_Prompt_. When the string "segment" occurs in a line of the records, show that line.
•••
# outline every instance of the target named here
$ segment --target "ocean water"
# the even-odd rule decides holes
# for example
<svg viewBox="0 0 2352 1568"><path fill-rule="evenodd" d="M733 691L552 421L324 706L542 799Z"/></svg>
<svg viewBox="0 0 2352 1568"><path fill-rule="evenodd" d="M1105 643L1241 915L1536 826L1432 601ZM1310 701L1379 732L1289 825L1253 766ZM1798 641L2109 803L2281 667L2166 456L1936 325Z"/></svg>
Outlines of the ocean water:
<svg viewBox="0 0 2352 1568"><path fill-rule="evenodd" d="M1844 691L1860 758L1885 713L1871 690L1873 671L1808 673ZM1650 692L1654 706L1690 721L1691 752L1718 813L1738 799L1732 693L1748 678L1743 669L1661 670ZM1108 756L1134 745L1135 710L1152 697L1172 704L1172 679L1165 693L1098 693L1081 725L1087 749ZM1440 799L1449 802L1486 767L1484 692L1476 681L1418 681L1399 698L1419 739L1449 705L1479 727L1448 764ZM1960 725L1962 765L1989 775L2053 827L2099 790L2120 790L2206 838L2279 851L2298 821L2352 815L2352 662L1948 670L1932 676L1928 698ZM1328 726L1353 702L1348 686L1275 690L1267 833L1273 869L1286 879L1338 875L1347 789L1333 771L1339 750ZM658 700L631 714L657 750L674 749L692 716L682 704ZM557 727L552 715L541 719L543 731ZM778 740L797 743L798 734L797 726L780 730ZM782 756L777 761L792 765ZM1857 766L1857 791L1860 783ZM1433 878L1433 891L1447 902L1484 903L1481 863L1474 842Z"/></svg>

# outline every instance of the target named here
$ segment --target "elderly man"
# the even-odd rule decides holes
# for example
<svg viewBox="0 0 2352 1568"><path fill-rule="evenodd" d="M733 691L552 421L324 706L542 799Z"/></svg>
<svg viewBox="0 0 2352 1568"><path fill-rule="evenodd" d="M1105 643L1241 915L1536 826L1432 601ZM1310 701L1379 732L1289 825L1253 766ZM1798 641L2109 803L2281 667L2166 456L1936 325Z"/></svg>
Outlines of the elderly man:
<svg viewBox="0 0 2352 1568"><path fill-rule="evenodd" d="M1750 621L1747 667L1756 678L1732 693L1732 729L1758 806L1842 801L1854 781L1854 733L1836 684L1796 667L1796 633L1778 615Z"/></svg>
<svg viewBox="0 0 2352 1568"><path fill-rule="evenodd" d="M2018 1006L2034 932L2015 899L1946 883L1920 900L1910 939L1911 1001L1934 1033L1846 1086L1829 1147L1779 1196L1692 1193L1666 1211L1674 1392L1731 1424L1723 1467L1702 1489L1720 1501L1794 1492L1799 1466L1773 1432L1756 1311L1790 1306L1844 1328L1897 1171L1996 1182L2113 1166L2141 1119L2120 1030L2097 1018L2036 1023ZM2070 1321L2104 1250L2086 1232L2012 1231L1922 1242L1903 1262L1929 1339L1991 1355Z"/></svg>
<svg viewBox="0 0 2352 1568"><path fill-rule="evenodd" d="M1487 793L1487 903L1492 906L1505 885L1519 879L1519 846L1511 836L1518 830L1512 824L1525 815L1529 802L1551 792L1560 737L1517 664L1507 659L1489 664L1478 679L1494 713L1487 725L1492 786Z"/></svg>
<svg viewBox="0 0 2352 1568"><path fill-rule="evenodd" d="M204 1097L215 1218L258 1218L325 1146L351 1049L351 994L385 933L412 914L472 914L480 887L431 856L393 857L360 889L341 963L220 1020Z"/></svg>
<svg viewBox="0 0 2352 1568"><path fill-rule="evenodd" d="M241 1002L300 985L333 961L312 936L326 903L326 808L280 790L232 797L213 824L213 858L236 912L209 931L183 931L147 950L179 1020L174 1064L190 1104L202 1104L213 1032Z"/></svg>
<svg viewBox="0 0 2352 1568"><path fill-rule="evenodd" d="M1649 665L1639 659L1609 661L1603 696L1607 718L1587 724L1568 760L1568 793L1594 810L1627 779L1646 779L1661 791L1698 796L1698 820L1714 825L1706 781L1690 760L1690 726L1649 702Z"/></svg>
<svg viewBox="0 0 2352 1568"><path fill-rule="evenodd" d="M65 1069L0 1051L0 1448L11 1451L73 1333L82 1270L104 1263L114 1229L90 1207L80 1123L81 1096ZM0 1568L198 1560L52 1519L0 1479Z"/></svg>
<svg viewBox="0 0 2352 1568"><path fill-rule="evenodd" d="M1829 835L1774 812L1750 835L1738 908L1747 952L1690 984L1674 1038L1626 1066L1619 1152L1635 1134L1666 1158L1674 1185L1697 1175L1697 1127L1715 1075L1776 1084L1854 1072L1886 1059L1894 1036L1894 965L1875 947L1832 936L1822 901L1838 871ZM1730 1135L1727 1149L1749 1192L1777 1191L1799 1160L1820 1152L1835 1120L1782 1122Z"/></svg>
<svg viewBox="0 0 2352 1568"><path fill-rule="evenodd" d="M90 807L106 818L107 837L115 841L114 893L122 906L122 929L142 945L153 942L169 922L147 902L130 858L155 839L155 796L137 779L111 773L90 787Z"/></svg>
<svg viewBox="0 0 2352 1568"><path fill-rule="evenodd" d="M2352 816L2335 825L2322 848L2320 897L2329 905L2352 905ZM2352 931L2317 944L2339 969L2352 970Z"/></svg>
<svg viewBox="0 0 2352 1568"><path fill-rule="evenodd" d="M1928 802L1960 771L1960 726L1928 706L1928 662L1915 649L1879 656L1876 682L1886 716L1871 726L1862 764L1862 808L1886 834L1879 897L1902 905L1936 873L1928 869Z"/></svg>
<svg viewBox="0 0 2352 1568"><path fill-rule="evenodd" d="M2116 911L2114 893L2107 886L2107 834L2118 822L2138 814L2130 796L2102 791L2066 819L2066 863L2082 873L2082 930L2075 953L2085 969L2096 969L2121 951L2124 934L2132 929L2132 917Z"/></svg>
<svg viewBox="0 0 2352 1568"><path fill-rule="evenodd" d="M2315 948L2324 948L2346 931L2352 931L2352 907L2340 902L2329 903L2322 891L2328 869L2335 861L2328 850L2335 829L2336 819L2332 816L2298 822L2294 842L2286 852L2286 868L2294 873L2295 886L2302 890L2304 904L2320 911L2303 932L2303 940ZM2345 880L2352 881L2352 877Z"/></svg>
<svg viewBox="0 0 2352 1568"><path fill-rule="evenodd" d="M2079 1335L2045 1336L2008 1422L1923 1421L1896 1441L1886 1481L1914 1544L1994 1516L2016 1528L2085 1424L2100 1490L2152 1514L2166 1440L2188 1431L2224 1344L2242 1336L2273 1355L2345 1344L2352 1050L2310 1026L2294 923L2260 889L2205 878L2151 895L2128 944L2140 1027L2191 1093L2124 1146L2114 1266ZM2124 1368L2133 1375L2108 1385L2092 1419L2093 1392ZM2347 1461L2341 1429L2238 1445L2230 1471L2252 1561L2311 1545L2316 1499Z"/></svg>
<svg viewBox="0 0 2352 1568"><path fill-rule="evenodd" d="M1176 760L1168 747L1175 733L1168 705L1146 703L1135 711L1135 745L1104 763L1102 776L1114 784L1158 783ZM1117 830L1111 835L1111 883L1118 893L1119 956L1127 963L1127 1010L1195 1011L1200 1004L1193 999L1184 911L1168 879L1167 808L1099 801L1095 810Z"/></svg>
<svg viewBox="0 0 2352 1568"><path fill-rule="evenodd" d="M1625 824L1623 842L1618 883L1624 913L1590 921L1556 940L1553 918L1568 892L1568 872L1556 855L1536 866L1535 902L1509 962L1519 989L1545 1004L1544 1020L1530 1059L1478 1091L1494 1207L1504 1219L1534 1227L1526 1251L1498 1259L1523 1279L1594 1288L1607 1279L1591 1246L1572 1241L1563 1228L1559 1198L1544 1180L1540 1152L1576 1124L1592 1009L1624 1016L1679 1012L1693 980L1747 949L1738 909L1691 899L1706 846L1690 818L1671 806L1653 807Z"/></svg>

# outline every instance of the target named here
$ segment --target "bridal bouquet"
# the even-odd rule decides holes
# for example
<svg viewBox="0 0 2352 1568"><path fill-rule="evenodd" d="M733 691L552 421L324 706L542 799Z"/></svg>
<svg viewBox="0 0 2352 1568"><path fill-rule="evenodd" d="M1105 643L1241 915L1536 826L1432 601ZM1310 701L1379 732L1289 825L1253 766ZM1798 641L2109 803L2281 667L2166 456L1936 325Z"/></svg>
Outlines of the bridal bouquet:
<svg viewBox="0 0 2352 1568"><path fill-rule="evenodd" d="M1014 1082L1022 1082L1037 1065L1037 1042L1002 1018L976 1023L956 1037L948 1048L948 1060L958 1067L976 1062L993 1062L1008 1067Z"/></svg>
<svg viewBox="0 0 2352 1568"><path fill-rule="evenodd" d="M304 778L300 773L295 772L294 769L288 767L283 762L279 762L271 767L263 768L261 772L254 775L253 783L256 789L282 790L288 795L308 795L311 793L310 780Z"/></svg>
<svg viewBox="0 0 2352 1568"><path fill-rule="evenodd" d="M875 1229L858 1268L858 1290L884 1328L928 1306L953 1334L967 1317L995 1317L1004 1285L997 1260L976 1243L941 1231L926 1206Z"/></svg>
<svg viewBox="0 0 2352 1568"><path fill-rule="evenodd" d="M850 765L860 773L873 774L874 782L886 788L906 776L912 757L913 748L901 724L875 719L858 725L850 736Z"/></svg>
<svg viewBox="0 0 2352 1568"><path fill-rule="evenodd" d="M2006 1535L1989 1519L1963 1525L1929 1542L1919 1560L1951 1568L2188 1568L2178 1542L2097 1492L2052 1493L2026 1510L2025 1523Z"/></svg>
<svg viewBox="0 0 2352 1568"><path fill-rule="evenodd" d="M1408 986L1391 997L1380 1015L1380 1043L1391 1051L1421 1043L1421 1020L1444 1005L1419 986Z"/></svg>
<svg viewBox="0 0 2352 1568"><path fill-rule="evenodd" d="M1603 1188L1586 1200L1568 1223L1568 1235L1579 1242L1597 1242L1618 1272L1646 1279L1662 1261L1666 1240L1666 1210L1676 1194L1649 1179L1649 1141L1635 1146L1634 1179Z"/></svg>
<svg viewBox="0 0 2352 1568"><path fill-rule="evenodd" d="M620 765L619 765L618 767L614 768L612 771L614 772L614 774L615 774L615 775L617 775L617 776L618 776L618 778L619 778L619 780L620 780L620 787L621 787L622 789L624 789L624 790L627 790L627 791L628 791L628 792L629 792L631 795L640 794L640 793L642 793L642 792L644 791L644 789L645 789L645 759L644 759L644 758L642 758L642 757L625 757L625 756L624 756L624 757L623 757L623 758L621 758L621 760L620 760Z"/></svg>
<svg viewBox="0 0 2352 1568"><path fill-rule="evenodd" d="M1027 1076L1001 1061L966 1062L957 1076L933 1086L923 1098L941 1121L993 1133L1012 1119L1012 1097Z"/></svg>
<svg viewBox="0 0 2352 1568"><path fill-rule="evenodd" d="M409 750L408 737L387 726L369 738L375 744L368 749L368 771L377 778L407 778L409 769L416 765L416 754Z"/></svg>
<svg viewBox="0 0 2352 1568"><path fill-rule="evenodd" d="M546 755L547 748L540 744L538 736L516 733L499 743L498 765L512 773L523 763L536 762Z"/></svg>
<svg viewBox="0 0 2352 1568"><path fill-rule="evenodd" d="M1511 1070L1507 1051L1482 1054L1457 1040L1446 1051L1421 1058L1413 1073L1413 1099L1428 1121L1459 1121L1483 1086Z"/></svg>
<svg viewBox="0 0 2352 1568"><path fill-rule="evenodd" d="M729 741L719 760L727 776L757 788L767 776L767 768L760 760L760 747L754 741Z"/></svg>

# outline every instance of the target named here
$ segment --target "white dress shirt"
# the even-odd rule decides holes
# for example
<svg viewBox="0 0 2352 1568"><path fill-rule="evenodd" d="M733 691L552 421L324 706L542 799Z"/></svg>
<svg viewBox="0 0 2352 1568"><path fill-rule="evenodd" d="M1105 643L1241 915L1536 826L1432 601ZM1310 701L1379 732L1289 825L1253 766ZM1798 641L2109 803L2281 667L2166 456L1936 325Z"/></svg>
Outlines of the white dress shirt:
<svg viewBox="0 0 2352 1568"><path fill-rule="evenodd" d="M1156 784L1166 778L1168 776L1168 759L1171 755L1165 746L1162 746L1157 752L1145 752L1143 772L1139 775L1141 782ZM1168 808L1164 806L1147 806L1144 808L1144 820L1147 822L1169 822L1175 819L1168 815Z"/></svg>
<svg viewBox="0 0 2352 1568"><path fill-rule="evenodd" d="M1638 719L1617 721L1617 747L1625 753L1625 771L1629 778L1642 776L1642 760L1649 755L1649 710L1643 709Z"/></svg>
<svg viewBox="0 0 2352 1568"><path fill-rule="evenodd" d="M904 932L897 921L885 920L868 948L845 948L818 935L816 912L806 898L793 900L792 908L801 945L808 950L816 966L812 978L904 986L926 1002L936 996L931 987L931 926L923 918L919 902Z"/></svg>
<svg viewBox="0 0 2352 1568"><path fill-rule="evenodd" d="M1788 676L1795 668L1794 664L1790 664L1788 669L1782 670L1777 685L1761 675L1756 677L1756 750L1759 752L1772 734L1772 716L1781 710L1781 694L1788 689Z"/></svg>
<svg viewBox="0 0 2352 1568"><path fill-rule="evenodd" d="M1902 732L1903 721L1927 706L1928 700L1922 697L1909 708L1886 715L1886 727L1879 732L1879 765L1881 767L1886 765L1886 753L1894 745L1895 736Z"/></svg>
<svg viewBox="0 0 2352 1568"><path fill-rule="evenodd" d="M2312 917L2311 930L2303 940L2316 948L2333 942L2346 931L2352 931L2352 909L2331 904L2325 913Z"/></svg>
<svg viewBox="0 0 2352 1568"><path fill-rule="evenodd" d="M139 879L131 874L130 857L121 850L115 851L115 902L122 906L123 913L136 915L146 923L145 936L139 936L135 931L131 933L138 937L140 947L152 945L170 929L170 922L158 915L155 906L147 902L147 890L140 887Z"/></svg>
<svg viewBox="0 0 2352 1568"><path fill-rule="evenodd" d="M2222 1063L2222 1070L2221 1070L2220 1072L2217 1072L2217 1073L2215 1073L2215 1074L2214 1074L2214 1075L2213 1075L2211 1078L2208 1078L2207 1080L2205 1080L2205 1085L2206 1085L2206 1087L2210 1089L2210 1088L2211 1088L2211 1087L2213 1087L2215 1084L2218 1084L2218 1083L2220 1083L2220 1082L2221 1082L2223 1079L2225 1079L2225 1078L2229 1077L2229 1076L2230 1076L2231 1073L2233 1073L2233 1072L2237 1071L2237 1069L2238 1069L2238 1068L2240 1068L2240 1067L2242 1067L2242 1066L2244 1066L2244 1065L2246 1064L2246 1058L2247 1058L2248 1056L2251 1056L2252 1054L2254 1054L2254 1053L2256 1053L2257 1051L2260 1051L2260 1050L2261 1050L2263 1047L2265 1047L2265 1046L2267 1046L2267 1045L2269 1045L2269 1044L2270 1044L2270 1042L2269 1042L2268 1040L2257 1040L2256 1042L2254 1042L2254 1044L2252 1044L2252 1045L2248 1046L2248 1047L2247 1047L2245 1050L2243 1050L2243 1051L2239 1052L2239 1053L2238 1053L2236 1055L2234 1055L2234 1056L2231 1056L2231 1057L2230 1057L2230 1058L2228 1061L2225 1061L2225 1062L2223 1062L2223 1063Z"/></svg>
•••
_Task solution_.
$ segment --target "ocean water"
$ segment --target "elderly man"
$ segment --target "bridal bouquet"
$ segment --target "white dress shirt"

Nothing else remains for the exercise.